[Named object pointing entries]
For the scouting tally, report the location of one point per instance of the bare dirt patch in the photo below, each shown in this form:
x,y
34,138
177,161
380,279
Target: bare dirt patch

▶ JOB:
Format the listing above as a Markdown table with the columns Row and Line, numbering each line of text and leaving out any blank lines.

▶ SOLUTION:
| Row | Line |
|---|---|
| 1 | For the scouting tally, report the location of one point per instance of the bare dirt patch in the photo below, each shown in this form: |
| 2 | x,y |
| 3 | 34,138 |
| 4 | 177,161 |
| 5 | 380,279 |
| 6 | Target: bare dirt patch |